#### Instructions to follow
Revise everything in the material below from the line containing "Where can the rocky cliff" down through the line containing "<point>858,734</point>", changing each "shot" to "frame" and leaving all else untouched.

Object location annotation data
★ ★ ★ ★ ★ ★ ★

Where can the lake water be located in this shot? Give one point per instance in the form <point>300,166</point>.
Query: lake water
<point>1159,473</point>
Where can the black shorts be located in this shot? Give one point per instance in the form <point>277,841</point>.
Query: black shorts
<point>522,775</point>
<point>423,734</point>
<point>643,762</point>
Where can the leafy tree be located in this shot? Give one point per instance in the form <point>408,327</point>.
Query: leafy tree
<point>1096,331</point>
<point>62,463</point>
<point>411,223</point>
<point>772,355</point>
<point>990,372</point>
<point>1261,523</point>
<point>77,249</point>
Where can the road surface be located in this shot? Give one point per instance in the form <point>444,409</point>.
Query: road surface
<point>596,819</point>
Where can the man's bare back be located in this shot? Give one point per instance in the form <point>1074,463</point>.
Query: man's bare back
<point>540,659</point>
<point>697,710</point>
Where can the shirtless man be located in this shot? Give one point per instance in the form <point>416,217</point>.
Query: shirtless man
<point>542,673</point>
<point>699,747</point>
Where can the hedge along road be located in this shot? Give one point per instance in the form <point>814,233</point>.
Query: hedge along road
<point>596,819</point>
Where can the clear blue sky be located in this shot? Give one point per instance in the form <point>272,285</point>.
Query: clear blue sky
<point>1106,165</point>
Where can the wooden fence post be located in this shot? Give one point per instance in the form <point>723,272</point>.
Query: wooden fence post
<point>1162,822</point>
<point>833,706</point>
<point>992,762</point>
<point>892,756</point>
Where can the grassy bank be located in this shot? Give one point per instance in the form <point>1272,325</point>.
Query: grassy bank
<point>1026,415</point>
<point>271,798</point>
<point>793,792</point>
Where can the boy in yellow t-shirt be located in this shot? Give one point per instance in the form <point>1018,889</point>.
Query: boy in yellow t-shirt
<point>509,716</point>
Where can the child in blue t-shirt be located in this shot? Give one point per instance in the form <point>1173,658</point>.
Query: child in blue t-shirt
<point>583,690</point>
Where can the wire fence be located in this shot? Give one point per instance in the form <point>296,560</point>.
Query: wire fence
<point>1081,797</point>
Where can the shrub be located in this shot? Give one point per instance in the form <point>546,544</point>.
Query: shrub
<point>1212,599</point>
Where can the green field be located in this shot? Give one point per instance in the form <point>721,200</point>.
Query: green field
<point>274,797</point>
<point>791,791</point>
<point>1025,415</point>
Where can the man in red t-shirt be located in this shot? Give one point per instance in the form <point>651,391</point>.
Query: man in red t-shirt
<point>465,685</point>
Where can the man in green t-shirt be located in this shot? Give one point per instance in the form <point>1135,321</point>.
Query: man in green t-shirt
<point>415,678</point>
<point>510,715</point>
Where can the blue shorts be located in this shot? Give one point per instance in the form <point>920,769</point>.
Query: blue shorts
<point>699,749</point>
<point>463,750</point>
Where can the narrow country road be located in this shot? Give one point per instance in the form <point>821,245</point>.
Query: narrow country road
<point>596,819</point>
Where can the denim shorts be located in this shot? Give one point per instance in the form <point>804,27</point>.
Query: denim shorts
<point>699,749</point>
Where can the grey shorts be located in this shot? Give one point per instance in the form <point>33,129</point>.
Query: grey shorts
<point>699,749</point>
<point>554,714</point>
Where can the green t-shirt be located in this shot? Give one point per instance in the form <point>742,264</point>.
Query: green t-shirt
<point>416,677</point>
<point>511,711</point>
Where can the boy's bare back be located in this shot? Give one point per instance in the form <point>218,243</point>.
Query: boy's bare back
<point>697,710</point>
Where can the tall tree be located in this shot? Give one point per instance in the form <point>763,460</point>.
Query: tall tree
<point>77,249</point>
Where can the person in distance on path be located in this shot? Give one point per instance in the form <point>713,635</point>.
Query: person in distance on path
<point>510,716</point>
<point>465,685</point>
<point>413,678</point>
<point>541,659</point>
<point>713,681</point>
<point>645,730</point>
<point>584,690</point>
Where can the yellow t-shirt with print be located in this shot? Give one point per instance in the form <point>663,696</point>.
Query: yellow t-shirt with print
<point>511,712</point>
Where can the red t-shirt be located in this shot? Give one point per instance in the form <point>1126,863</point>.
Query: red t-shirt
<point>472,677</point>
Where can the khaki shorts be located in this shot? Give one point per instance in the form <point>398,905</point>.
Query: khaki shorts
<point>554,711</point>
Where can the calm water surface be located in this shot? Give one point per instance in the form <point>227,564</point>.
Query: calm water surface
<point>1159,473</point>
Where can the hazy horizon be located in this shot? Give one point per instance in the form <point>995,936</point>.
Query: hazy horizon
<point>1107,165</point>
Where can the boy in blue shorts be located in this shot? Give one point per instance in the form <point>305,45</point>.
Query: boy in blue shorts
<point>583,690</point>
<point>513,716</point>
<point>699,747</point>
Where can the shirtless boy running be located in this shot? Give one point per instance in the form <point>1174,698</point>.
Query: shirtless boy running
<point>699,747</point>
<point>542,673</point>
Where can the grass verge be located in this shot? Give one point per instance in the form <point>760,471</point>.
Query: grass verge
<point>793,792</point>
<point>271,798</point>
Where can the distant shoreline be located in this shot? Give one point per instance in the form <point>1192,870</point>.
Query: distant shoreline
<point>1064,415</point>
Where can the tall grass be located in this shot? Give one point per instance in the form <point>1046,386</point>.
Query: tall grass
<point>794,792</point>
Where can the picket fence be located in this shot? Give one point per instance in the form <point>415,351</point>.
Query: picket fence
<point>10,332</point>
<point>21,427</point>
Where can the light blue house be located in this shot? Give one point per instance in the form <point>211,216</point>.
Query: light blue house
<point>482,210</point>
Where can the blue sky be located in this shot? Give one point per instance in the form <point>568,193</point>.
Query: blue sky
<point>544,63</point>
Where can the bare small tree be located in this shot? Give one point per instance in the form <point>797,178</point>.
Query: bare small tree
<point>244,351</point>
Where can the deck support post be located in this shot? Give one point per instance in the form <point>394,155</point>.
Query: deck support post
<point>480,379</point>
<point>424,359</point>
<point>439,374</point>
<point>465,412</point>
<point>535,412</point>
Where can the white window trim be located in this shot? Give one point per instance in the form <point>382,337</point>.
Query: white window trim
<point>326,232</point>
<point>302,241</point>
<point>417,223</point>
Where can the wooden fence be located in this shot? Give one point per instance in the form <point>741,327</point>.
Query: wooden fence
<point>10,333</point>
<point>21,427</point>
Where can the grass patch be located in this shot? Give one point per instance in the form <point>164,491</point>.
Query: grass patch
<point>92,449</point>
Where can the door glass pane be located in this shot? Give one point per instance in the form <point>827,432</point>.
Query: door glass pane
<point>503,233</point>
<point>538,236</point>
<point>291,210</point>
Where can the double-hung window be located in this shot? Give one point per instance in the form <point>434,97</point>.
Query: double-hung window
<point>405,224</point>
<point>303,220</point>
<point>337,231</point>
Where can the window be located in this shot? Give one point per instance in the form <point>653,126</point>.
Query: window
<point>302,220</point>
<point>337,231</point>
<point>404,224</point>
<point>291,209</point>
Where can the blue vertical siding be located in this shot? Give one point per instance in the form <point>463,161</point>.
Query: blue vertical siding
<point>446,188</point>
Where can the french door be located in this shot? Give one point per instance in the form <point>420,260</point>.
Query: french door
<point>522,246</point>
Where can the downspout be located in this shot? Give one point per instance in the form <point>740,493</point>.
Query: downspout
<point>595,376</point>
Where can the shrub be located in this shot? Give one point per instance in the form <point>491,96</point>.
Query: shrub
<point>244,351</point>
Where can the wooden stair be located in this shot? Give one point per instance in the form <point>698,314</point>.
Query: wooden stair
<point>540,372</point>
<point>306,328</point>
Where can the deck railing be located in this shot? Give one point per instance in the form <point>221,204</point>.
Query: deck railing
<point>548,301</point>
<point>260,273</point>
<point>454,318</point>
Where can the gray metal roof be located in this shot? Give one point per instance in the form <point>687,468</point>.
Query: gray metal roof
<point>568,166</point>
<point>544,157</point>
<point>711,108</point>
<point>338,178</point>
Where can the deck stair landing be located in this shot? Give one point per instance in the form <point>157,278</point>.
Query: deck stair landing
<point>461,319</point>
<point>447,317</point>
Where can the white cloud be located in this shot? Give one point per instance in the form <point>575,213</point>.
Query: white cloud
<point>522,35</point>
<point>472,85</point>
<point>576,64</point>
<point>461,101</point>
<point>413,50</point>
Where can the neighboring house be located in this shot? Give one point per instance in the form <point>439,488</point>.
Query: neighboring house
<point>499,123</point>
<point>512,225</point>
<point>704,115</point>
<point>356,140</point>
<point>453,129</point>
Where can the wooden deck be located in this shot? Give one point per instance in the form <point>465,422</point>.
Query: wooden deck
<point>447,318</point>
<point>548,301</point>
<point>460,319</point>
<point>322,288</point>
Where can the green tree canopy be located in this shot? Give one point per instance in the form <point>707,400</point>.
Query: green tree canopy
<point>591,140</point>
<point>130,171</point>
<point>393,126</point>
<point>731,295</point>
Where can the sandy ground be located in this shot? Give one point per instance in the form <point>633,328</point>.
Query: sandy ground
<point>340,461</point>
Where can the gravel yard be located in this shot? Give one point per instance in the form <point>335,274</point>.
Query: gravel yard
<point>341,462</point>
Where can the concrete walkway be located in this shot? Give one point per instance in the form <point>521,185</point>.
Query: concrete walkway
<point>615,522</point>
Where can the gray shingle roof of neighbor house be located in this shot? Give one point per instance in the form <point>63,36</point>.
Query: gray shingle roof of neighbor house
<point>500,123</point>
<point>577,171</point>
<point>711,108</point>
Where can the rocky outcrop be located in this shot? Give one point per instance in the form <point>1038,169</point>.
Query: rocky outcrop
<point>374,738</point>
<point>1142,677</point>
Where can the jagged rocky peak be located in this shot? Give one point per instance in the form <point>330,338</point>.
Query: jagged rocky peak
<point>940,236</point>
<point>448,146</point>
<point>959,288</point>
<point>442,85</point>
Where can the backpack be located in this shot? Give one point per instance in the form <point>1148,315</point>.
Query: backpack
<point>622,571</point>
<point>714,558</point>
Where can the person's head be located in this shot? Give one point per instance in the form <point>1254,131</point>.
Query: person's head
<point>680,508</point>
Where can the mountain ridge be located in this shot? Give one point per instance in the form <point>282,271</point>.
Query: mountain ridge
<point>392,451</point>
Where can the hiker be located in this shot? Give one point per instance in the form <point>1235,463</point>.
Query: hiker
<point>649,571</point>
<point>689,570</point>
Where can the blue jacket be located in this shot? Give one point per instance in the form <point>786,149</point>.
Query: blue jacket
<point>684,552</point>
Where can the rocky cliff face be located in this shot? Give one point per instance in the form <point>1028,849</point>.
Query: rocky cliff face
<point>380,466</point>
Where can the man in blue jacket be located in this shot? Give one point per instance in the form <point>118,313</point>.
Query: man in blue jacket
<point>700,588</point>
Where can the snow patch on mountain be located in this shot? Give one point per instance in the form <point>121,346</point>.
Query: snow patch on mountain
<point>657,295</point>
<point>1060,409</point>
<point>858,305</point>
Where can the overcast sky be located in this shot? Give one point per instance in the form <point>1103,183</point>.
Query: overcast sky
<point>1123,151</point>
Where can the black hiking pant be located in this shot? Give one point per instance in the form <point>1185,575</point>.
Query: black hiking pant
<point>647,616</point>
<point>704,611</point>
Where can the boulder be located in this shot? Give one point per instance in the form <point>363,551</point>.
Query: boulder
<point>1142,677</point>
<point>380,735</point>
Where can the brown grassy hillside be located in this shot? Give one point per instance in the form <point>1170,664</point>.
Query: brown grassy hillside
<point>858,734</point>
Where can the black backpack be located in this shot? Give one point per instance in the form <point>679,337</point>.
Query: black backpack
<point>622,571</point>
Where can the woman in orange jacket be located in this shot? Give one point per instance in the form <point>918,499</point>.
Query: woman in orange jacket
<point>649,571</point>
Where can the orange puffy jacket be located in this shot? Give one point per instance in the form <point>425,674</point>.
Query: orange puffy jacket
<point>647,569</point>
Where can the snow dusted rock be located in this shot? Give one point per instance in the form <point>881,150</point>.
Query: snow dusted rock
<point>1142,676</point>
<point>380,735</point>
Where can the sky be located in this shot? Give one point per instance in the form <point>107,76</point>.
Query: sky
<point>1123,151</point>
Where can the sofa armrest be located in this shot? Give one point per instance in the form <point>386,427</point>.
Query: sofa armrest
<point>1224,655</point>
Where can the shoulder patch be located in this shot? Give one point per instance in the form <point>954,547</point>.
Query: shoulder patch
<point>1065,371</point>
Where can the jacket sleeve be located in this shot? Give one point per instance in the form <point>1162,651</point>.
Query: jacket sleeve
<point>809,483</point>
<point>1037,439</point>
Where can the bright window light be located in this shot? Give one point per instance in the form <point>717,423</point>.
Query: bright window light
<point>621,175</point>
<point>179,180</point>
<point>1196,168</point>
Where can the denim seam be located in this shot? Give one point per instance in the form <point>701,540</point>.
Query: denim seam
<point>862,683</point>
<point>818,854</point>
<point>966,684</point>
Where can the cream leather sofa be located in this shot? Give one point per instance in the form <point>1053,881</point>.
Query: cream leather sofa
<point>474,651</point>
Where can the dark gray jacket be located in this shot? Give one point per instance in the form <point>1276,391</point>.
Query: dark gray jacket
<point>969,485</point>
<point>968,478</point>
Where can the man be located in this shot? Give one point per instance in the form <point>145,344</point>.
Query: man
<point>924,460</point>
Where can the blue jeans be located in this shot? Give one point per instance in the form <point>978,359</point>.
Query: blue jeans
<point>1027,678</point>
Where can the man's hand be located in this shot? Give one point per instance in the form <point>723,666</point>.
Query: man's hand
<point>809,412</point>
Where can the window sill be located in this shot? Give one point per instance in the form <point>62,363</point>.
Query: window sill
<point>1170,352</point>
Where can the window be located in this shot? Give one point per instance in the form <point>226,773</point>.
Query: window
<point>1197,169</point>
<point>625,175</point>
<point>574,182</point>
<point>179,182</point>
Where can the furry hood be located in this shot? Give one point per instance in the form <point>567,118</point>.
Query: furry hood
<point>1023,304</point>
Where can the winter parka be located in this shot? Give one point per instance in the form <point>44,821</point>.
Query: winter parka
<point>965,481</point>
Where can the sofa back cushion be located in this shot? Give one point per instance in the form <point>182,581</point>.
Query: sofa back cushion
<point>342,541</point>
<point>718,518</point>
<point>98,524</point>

★ ★ ★ ★ ★ ★ ★

#### Solution to the exercise
Where can the rocky cliff face be located in this frame? Give one point per instance in the form <point>1028,849</point>.
Query: rocky cliff face
<point>380,466</point>
Where can the man in blue jacket be located in this frame? Give one point per instance in the form <point>118,313</point>.
Query: man in blue jacket
<point>700,588</point>
Where can the snow patch on mountain be located in this frame? Give one point per instance in the form <point>121,346</point>.
Query: snow patch on mountain
<point>657,295</point>
<point>1060,409</point>
<point>858,305</point>
Where can the overcast sky be located in this frame? Give one point per instance in the form <point>1103,183</point>.
Query: overcast sky
<point>1123,151</point>
Where can the black hiking pant be located in this frame? Give one point per instance in the form <point>1185,575</point>.
Query: black hiking pant
<point>647,616</point>
<point>704,611</point>
Where can the boulder be located in this frame? Give one point per instance in the form <point>363,551</point>.
Query: boulder
<point>1142,677</point>
<point>380,735</point>
Where can the brown grassy hillside be located in this frame? Give one point per instance in the form <point>1170,664</point>.
Query: brown grassy hillside
<point>858,734</point>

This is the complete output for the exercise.